### Instruction
Quote the records below word for word, leaving every line unchanged.
>> BEGIN Listing
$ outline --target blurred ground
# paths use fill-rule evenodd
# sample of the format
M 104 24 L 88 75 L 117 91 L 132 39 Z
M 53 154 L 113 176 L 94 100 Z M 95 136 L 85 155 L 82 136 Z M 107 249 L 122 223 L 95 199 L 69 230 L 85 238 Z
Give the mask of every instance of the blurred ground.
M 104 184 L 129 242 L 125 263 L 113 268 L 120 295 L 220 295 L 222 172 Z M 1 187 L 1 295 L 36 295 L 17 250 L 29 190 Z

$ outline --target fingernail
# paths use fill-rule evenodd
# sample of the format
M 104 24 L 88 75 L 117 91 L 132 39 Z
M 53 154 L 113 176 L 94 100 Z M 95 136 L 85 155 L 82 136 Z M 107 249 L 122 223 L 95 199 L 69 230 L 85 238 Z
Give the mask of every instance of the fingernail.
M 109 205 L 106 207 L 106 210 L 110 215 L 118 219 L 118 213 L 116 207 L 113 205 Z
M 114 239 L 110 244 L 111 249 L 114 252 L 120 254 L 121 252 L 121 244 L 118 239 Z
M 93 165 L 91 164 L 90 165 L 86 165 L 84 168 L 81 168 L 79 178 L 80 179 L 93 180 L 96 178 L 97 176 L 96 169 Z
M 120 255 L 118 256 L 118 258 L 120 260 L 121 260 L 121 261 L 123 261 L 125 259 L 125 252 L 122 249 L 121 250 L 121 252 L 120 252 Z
>> END Listing
### The answer
$ outline --target blurred ground
# paths use fill-rule evenodd
# sample of the format
M 104 24 L 88 75 L 117 91 L 132 39 Z
M 53 154 L 113 176 L 94 100 Z M 95 136 L 85 155 L 82 136 Z M 107 249 L 122 223 L 95 199 L 69 230 L 85 238 Z
Give the mask of every instance of the blurred ground.
M 104 184 L 129 242 L 125 263 L 113 268 L 120 295 L 220 295 L 222 172 Z M 1 187 L 1 295 L 36 295 L 17 250 L 29 190 Z

$ outline --target fingernail
# paths use fill-rule evenodd
# sample of the format
M 104 24 L 88 75 L 117 91 L 132 39 Z
M 53 154 L 113 176 L 94 100 Z M 95 136 L 85 155 L 82 136 Z M 107 249 L 122 223 L 95 199 L 69 230 L 85 238 Z
Give the mask of every instance of the fingernail.
M 109 205 L 106 207 L 106 210 L 110 215 L 118 219 L 118 213 L 116 207 L 113 205 Z
M 114 239 L 110 244 L 111 249 L 114 252 L 120 254 L 121 252 L 121 244 L 118 239 Z
M 93 165 L 91 164 L 90 165 L 86 165 L 84 168 L 81 168 L 79 178 L 80 179 L 93 180 L 96 178 L 97 176 L 96 169 Z
M 120 255 L 118 256 L 118 258 L 120 260 L 121 260 L 121 261 L 123 261 L 125 259 L 125 252 L 122 249 L 121 250 L 121 252 L 120 252 Z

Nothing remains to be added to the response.